**TASK DESCRIPTION:** Reproduce the entries below with "whole-number pixel coordinates" in place of every occurrence of "integer pixel coordinates" and everything else unchanged. Omit the pictures from your copy.

◆ ◆ ◆

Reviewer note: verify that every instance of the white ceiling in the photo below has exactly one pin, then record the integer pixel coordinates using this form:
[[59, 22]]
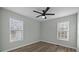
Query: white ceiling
[[59, 11]]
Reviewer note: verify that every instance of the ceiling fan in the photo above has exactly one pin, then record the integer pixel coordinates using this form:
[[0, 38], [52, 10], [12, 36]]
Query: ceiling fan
[[43, 13]]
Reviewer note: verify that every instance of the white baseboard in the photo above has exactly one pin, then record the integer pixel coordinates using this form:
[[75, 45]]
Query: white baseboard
[[59, 44], [19, 46]]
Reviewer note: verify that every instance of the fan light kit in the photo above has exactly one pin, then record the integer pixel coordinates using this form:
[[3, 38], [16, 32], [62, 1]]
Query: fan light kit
[[43, 13]]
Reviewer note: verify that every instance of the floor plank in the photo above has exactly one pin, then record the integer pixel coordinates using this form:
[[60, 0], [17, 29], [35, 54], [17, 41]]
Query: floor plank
[[43, 47]]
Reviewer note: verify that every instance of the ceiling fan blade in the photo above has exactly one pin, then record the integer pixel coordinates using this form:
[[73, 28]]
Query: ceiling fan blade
[[37, 12], [47, 9], [38, 16], [49, 14]]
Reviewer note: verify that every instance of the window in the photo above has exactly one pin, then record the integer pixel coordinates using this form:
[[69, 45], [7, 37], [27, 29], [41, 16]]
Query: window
[[16, 30], [63, 30]]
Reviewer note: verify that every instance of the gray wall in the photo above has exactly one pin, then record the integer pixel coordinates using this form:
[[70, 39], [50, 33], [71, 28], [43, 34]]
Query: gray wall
[[49, 31], [0, 30], [78, 32], [31, 30]]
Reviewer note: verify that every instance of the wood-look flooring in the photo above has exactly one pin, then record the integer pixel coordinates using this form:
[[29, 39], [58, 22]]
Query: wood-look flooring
[[43, 47]]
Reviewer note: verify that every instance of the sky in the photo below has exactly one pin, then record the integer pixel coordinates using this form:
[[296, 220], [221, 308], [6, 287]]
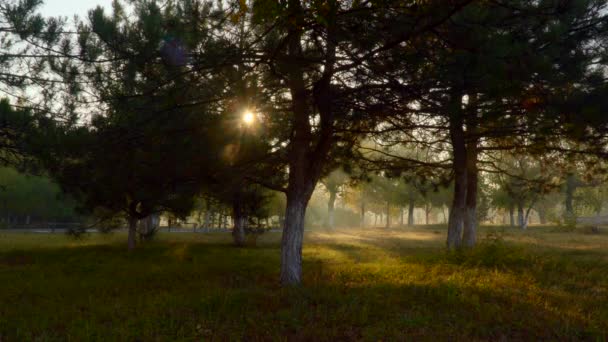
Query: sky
[[67, 8]]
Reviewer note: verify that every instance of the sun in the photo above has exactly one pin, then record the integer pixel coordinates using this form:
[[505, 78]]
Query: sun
[[248, 118]]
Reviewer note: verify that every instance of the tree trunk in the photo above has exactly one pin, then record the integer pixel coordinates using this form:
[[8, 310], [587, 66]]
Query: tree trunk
[[410, 214], [469, 235], [457, 214], [330, 209], [307, 154], [526, 218], [542, 215], [521, 219], [238, 229], [291, 243], [132, 233], [569, 201], [362, 222], [388, 214]]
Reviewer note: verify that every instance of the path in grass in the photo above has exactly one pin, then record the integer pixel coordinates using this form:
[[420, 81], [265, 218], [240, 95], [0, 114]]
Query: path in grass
[[359, 285]]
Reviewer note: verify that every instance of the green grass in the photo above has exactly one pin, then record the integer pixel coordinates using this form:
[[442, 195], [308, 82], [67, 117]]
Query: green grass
[[372, 284]]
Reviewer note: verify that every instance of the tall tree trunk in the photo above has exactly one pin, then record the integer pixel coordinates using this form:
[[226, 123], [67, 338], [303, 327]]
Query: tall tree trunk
[[362, 221], [388, 214], [569, 201], [330, 209], [410, 213], [521, 219], [293, 233], [238, 229], [469, 234], [457, 214], [131, 240], [306, 155], [526, 218], [542, 215]]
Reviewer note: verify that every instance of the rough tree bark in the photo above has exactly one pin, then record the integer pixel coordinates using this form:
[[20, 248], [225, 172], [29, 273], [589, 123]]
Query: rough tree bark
[[307, 151], [410, 213], [238, 229], [362, 220], [469, 235], [388, 214], [542, 215], [569, 201], [457, 137], [521, 219], [131, 240], [330, 209]]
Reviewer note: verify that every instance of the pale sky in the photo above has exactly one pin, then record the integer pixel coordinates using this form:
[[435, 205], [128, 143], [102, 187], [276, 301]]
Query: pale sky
[[67, 8]]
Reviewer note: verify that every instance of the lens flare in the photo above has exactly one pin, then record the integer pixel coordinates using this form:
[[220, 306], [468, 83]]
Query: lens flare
[[248, 118]]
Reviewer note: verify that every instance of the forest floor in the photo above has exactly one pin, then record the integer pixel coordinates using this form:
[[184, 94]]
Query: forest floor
[[359, 284]]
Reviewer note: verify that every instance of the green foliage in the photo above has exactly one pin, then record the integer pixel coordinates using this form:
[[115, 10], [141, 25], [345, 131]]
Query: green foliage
[[35, 196]]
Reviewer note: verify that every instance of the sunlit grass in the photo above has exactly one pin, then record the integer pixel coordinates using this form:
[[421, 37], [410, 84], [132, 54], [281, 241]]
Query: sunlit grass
[[366, 284]]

◆ ◆ ◆

**FULL OUTPUT:**
Reviewer note: verify that every instance of the white ceiling in the photo below has exactly one pin, then record the whole-number pixel coordinates using this form:
[[59, 22]]
Query: white ceiling
[[59, 11]]
Reviewer note: verify that every instance of the ceiling fan in the photo above has exactly one pin, then record the whole-number pixel coordinates using this form:
[[0, 38], [52, 10], [12, 36]]
Query: ceiling fan
[[43, 13]]
Reviewer note: verify that every instance of the white baseboard in the photo above has exactly one pin, then record the whole-number pixel coordinates using this form:
[[75, 45]]
Query: white baseboard
[[59, 44], [19, 46]]
Reviewer note: verify that every instance of the fan light kit in the photo above has exactly one pin, then record the whole-number pixel coordinates using this form:
[[3, 38], [16, 32], [62, 1]]
Query: fan light kit
[[43, 13]]
Reviewer note: verify that every instance of the floor plank in the photo above has exactly one pin, then record the whole-number pixel coordinates using this form:
[[60, 0], [17, 29], [35, 54], [17, 41]]
Query: floor plank
[[43, 47]]
Reviewer note: verify that every instance of the ceiling fan blade in the photo above has exactly one pin, then record the whole-number pixel coordinates using this form:
[[73, 28]]
Query: ceiling fan blade
[[37, 12], [47, 9], [38, 16], [49, 14]]
Reviewer note: verify that every instance of the window in the photo above has exactly one pin, then record the whole-number pixel coordinates using this form:
[[69, 45], [7, 37], [27, 29], [41, 16]]
Query: window
[[16, 30], [63, 30]]
Reviewer note: verify that every instance of the gray wall in the photo above has exactly one pin, then record the whole-number pixel coordinates using this form:
[[70, 39], [50, 33], [71, 28], [43, 34]]
Query: gray wall
[[49, 31], [0, 30], [78, 32], [31, 30]]
Reviewer note: verify that every instance of the wood-look flooring in the photo above has exactly one pin, then record the whole-number pixel coordinates using this form:
[[29, 39], [58, 22]]
Query: wood-look flooring
[[43, 47]]
Reviewer note: verify that every instance of the sky in the photo below has exactly one pin, then record the whole-number pixel coordinates using this form:
[[296, 220], [221, 308], [6, 287]]
Query: sky
[[67, 8]]
Reviewer note: verify that every instance of the sun in the photo above has exactly one pin, then record the whole-number pixel coordinates using this form:
[[505, 78]]
Query: sun
[[248, 118]]
Reviewer note: verify that every instance of the tree trunk in the photo above has exactly one pin, then record the whole-number pixel coordinates using this form:
[[8, 310], [587, 66]]
Query: tree trunk
[[410, 214], [469, 235], [457, 214], [330, 209], [307, 154], [526, 218], [542, 215], [521, 219], [238, 229], [291, 243], [132, 233], [569, 201], [362, 222], [388, 214]]
Reviewer note: verify that every instance of the path in grass in the photo above has exactly one pin, then record the whole-number pixel coordinates using this form:
[[420, 81], [265, 218], [240, 95], [0, 114]]
Query: path in grass
[[359, 285]]
Reviewer note: verify that every instance of the green grass in the photo above has exactly one pin, then record the whole-number pixel coordinates using this form:
[[442, 195], [308, 82], [67, 117]]
Query: green grass
[[372, 284]]
Reviewer note: verify that every instance of the tall tree trunk in the photo above has exactly one pin, then record the whole-number pixel coordinates using this form:
[[226, 123], [67, 338], [303, 327]]
Query: tall tree trunk
[[362, 221], [388, 214], [569, 201], [330, 209], [410, 213], [521, 219], [293, 233], [238, 229], [469, 234], [457, 214], [131, 240], [306, 155], [526, 218], [542, 215]]
Reviewer note: verify that every instance of the rough tree bark in the photo above has exactly one pin, then record the whole-number pixel coordinates using this form:
[[20, 248], [225, 172], [29, 273], [589, 123]]
Query: rough tree bark
[[307, 151], [410, 213], [238, 229], [362, 220], [469, 235], [388, 214], [542, 215], [569, 201], [457, 137], [521, 219], [131, 240], [330, 209]]
Reviewer note: verify that every instance of the pale sky in the photo above has exactly one pin, then record the whole-number pixel coordinates using this form:
[[435, 205], [128, 143], [102, 187], [276, 301]]
Query: pale sky
[[67, 8]]
Reviewer note: verify that every instance of the lens flare in the photo above has exactly one pin, then record the whole-number pixel coordinates using this form:
[[220, 306], [468, 83]]
Query: lens flare
[[248, 118]]
Reviewer note: verify that every instance of the forest floor in the photo above has exactly one pin, then record the whole-number pixel coordinates using this form:
[[184, 94]]
Query: forest floor
[[359, 284]]
Reviewer note: verify that every instance of the green foliage in the photo above has exactly one pin, then record the whole-number pixel coordinates using this form:
[[115, 10], [141, 25], [345, 131]]
Query: green foliage
[[35, 196]]
Reviewer note: verify that every instance of the sunlit grass in the photo above has exactly one pin, then record the whole-number pixel coordinates using this form:
[[421, 37], [410, 84], [132, 54], [281, 241]]
Query: sunlit grass
[[366, 284]]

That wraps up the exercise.